Please find each line in the records below that contains the word "trousers", and copy those lines out.

— start Listing —

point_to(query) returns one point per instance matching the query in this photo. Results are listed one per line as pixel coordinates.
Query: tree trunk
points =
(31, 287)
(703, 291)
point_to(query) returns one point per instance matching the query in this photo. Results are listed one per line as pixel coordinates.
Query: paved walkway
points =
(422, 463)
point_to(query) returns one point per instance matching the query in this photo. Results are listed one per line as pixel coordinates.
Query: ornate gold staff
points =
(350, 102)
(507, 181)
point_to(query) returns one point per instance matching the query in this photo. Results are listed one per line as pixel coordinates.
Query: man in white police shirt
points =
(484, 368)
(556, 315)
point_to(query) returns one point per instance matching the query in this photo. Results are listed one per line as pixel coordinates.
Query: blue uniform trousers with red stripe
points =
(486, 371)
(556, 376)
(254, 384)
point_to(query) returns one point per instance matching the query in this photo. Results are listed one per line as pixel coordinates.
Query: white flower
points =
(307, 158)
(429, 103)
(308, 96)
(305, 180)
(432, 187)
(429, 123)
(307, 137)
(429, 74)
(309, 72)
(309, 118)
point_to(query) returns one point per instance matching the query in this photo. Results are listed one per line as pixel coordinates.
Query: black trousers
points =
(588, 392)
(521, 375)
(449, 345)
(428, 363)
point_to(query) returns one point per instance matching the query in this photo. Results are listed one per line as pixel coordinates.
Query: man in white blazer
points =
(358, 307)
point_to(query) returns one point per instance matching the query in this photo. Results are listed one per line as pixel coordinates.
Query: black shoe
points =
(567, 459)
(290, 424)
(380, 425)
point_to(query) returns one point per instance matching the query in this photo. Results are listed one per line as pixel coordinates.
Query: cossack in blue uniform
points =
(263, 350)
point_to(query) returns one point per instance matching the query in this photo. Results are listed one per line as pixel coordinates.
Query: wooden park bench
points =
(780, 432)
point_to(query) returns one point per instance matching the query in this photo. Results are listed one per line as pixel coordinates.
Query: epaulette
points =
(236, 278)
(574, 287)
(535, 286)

— end Listing —

*Answer to this task:*
Query: blue uniform trousers with red stripe
Query: black trousers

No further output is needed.